**Actions to take:**
[A] In the passage on global internet growth, which traits does it say the 3.6 billion people still offline tend disproportionately to have?
[B] Can you carry the passage on global internet growth forward from its final sentence?

**Provided passage:**
At the start of the century, less than 7% of the world’s population used the internet, mostly for functions as basic as information acquisition. Following two decades of technological advancements and falling prices, the internet today is responsible not only for disseminating information, but also for electronic commerce, social networking and a host of other activities. The upshot: the digitalization of the global economy in the 21st century, adding $6.6 trillion to GDP, accounting for 7% of global output annually by 2020.1
The other 3.6 billion people in the world, unbeknownst to the internet, tend to be disproportionately poorer, rural, elderly, less educated and female. However, the global digital gap is narrowing. Asia and Africa most recently brought on an onslaught of new internet users, and in a three-month span introduced 64 million and 35 million newbies, respectively, owing to expanding mobile applications, rising computing power and falling supply costs.
Asia’s pace of proliferation shows no signs of abating, responsible for 60% of the total growth in global internet users in 2016. And while Asia houses half of the global total of all internet users, this leaves 50% still offline. Digital in parts of Africa grew at some of the fastest clips in the world last year, albeit from a low base. Internet is accessible to almost one in three people in Africa with current growth trends suggesting not until well into 2020 will internet penetration levels across the continent breach the 50% mark. And of the global total today, emerging world internet users account for roughly 71%, having overtaken those in the developed world in 2008.2 If emerging world penetration rates were to converge with those of the developed nations, closer to 70- 80% of their populations, an additional 2.8 billion internet users would come online.

**Recorded information:**
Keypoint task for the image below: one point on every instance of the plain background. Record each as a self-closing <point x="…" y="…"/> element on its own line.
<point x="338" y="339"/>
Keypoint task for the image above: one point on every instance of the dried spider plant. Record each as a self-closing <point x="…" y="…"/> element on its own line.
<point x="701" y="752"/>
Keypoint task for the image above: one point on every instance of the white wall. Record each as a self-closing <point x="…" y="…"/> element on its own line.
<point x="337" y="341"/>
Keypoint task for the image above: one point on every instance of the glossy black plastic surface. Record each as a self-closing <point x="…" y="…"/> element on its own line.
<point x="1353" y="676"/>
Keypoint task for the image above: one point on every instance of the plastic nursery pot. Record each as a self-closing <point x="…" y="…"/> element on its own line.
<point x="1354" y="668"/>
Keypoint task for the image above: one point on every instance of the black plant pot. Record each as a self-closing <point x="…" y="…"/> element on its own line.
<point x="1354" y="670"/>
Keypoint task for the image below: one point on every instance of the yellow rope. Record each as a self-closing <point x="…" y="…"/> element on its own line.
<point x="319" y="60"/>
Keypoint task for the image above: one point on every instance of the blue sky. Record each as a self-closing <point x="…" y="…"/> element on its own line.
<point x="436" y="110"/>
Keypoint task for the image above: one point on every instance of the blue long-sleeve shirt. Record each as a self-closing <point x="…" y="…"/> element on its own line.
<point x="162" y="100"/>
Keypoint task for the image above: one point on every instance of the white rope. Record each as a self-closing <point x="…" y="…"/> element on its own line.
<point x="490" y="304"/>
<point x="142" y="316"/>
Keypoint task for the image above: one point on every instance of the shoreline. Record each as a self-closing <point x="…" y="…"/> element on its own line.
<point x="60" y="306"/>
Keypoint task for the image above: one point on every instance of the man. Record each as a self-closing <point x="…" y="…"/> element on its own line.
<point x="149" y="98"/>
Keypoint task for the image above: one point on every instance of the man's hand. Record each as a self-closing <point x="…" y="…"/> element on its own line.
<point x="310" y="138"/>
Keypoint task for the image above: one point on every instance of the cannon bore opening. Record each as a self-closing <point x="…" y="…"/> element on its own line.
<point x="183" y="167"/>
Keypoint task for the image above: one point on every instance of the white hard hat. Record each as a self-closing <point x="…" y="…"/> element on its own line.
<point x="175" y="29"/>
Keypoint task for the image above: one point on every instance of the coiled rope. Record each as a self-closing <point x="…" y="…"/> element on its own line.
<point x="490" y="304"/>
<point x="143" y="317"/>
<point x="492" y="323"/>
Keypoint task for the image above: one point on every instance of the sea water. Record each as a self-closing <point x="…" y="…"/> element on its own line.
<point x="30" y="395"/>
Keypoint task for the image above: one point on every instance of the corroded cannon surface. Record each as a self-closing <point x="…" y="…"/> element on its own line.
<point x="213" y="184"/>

**Exercise responses:**
[A] Poorer, rural, elderly, less educated, female

[B]
Devices serve as the gateway tool to the internet for the developing world, with 93% of all users now accessing the internet via mobile devices (phones or tablets)—an overwhelming majority of new internet users now ‘phone first’, leapfrogging the PCs of the developed world. Almost half a billion (429 million) mobile devices and connections were added in 2016. As more people in the emerging markets become connected, low-cost device manufacturers, component suppliers and chipmakers should be key beneficiaries.
- Boston Consulting Group (BCG) Perspectives.
- ITU World Telecommunications/ICT Indicators database.
When low- and middle-income countries gain access to the internet, great benefits are derived in such areas as education, employment and health, whether through public access venues or personal mobile devices. This is bullish for local internet service providers and local online content platforms, particularly within less saturated regions in Asia and Africa.
As internet-connected devices proliferate, the potential number of devices to draw upon is dramatically swelling. Gartner’s most recent estimate places the number of all connected things globally (smartphones, tablets, cameras, drones, embedded sensors, radar systems—everything) at 8.4 billion. The consumer segment is the largest user of connected things with 5.2 billion units in 2017, representing 62% of the overall number of applications in use. Additionally, businesses are on pace to employ 3.2 billion connected things by the end of this year. Gartner projects the global device total will exceed 20.4 billion by 2020 (Exhibit 1).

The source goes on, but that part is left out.